### RAW DATA
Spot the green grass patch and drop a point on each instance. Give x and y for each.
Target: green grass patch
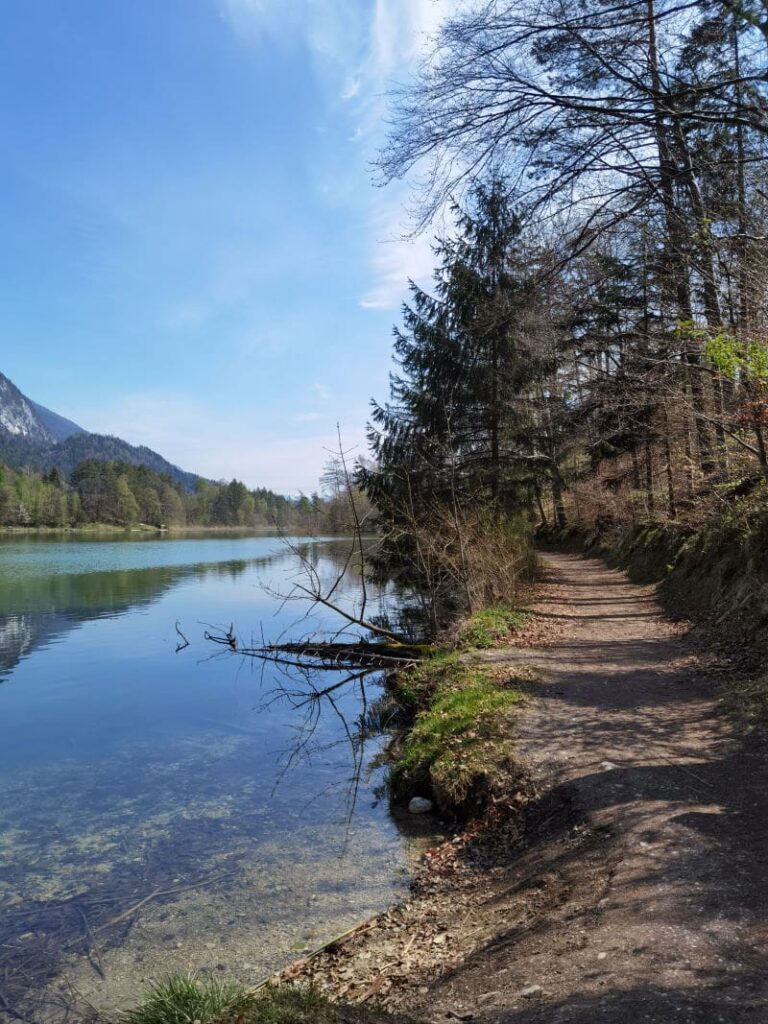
(487, 628)
(460, 749)
(183, 998)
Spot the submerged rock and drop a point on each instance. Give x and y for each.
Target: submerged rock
(420, 805)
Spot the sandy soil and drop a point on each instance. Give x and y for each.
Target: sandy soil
(638, 890)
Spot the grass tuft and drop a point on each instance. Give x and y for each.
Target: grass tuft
(184, 998)
(460, 748)
(485, 629)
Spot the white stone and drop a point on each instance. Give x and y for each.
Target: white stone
(531, 990)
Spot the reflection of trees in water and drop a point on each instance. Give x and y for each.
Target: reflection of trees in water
(360, 715)
(36, 610)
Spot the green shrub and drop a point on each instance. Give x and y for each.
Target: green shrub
(182, 999)
(487, 628)
(460, 749)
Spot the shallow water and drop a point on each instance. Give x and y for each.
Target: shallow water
(167, 811)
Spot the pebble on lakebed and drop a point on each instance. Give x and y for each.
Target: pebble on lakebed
(420, 805)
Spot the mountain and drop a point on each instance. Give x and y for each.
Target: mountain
(56, 425)
(32, 435)
(22, 419)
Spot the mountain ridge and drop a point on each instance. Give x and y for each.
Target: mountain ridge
(34, 436)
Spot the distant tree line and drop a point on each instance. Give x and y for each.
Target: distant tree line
(594, 349)
(119, 494)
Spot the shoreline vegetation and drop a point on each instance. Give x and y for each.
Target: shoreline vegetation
(590, 361)
(456, 749)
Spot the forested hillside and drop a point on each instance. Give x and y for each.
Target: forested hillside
(594, 350)
(119, 494)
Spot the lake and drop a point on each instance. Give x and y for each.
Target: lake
(168, 811)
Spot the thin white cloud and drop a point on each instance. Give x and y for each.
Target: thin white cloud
(365, 47)
(199, 438)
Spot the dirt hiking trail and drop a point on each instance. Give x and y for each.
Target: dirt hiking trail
(662, 878)
(638, 890)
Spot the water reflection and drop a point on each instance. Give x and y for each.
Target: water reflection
(163, 812)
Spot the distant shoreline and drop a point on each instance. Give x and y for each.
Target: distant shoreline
(142, 528)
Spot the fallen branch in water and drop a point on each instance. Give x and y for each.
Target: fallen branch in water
(331, 655)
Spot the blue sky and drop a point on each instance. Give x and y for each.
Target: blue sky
(193, 254)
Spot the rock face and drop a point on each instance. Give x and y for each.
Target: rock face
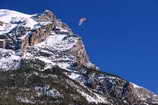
(44, 63)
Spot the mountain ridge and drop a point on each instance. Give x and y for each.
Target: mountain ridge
(45, 63)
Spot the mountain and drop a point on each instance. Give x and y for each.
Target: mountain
(43, 62)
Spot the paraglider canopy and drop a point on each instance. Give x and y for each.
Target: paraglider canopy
(82, 20)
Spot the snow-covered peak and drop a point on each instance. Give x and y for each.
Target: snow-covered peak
(10, 19)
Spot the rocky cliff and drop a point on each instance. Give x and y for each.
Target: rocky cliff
(47, 64)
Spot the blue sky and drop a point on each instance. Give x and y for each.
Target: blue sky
(121, 36)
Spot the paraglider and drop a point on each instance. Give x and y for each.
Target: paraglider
######
**TASK PROMPT**
Each entry gets copied exactly; the pictures stay out.

**RESPONSE TO THIS EXERCISE**
Spot the green grass patch and drop a point on each instance. Give x and y for each.
Target: green grass patch
(487, 628)
(460, 749)
(183, 998)
Spot the submerged rock and drop a point on each instance. Give x and y for each.
Target: submerged rock
(420, 805)
Spot the sandy soil and drop a point on each instance. Give x and y for each.
Target: sandy soil
(638, 890)
Spot the grass tuft and drop a point on each instance. Give x and y for each.
Target: grass tuft
(184, 998)
(460, 748)
(485, 629)
Spot the white stone and drop a point on each instance. Give x and y for each.
Target: white stone
(531, 990)
Spot the reflection of trees in water and drop a point on each instance. Give x and y for each.
Target: reflection of trees in water
(360, 715)
(36, 610)
Spot the green shrub and drop a point on each instance. Give x and y for each.
Target: green shrub
(182, 999)
(487, 628)
(460, 749)
Spot the shallow water and drop a point on each instance. Give x and y for each.
Target: shallow water
(167, 811)
Spot the pebble on lakebed and drop a point on each instance. Give x and y for each.
Target: pebble on lakebed
(420, 805)
Spot the mountain and drop a point on each instance. Give x and y for each.
Target: mountain
(56, 425)
(32, 435)
(22, 419)
Spot the mountain ridge and drop a point on each instance. Give x and y for each.
Target: mountain ridge
(34, 436)
Spot the distant tree line and drop a point on each instance. Give x and y for each.
Target: distant tree line
(594, 349)
(119, 494)
Spot the shoreline vegetation and drop a point on each instance. Give x and y for each.
Target: shoreline vegetation
(590, 361)
(456, 749)
Spot the forested hillside and drop a point on each instance. Give x and y for each.
Target: forested hillside
(594, 350)
(119, 494)
Spot the lake and drop a point on each instance. Give x and y for each.
Target: lake
(168, 811)
Spot the thin white cloud and drop a point on each instance. Give x and y for each.
Target: thin white cloud
(365, 47)
(199, 438)
Spot the dirt hiking trail and drop a point on each instance. Give x and y for each.
Target: dirt hiking trail
(662, 878)
(638, 890)
Spot the water reflection and drop a point on each instance. Give x and y for each.
Target: water reflection
(163, 812)
Spot the distant shoreline and drop a point on each instance. Give x and y for each.
Target: distant shoreline
(142, 528)
Spot the fallen branch in water and drop a point on each instance. Give x and y for each.
Target: fallen branch in water
(331, 655)
Spot the blue sky and drop a point on each instance. Give x and y for each.
Target: blue sky
(193, 254)
Spot the rock face and drop a point on each instance. Give x and y for each.
Target: rock face
(44, 63)
Spot the mountain ridge and drop a point on each instance. Give x and y for each.
Target: mountain ridge
(45, 63)
Spot the mountain and drop a point on each instance. Give x and y for each.
Target: mountain
(43, 62)
Spot the paraglider canopy and drop a point on each instance. Give x and y for each.
Target: paraglider canopy
(82, 20)
Spot the snow-covered peak and drop a point on each instance. Give x and y for each.
Target: snow-covered peak
(10, 19)
Spot the rocky cliff and drop a point on each instance. Give x and y for each.
Target: rocky cliff
(47, 64)
Spot the blue sky and drop a point on each instance. Give x and y for each.
Target: blue sky
(121, 36)
Spot the paraglider and drop a point on each instance. Give x and y for each.
Target: paraglider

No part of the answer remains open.